**Challenge:** In the material below, take the lines from the one containing "Pinpoint every instance of blue dome." through the one containing "[0,0,580,277]", inclusive, and rewrite them with "Mark" in place of "Pinpoint", leaving everything else unchanged. Leave the pictures out of your answer.

**Record list:**
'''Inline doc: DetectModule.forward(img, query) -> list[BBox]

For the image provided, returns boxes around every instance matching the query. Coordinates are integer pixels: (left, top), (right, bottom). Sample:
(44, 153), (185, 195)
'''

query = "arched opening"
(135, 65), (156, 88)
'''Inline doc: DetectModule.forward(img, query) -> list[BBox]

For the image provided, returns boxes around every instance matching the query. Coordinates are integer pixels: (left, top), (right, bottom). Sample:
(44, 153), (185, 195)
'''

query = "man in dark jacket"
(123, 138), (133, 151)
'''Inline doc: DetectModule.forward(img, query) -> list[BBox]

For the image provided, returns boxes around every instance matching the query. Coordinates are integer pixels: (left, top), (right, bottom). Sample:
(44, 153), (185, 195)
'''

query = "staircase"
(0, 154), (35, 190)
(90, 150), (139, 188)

==

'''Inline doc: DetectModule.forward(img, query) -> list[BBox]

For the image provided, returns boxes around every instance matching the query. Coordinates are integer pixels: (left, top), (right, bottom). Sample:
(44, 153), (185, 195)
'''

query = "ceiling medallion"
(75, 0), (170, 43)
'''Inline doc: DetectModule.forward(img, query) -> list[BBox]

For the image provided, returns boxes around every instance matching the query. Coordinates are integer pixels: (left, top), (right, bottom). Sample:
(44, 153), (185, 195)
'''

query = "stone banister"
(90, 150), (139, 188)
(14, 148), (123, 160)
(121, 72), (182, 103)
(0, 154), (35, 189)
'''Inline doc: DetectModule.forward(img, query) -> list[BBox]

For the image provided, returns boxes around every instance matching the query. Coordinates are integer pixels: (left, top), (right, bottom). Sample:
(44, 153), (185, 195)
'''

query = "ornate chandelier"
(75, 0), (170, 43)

...

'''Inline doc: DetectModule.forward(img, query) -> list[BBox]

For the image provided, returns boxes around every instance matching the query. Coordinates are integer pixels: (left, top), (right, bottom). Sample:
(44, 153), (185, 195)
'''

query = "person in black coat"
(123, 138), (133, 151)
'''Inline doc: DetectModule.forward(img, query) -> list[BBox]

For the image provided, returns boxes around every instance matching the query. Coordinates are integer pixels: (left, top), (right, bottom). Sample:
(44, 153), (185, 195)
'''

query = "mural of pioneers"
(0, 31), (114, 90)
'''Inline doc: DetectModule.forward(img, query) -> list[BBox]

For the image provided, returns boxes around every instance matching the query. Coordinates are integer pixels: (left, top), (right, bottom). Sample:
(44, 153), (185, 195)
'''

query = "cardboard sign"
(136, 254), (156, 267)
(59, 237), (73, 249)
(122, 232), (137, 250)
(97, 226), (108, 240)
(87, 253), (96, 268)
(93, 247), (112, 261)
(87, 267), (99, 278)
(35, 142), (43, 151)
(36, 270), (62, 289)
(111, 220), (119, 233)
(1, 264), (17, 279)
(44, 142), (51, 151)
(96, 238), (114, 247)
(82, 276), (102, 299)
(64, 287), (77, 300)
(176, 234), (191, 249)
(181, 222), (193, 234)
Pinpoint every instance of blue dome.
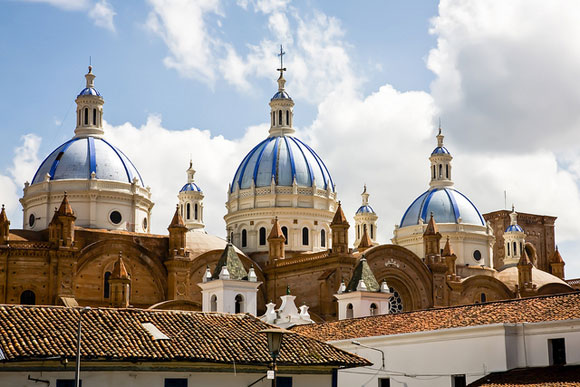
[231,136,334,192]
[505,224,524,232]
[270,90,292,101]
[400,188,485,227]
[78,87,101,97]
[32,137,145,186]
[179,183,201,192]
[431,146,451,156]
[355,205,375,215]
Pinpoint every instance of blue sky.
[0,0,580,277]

**Solution:**
Mark every instance of blue dome.
[231,136,334,192]
[505,224,524,232]
[270,90,292,101]
[400,188,485,227]
[78,87,101,97]
[32,137,145,186]
[179,183,201,192]
[431,146,451,156]
[355,205,375,215]
Mark every instance of blue sky.
[0,0,580,277]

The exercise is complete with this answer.